** Work task **
Lines before the one containing "Would you mind indicating the navy" are left out. Retype that line and the rest through the end of the material exactly.

** Data records **
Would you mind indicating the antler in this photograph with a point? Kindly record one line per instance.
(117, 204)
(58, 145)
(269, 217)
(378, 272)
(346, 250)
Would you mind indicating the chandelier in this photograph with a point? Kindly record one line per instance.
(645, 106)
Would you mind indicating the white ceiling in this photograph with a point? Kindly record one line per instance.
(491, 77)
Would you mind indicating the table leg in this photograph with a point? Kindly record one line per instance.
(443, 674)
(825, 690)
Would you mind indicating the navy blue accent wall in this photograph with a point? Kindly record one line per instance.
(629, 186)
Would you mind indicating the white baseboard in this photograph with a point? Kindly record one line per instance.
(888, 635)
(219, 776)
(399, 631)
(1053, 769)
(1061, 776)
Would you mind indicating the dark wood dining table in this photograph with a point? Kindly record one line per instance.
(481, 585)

** Completed exercise **
Would you mind indicating the navy blue accent wall in this photograph with a point? Kindly record one line per instance.
(629, 186)
Would you mind indicating the white baseboard in this photograph with a point? Kindly record one line per instance.
(888, 635)
(219, 776)
(399, 631)
(1053, 769)
(1061, 776)
Would you mind indicating the dark wood dining table in this photograph with a point? Kindly record one line per instance.
(481, 585)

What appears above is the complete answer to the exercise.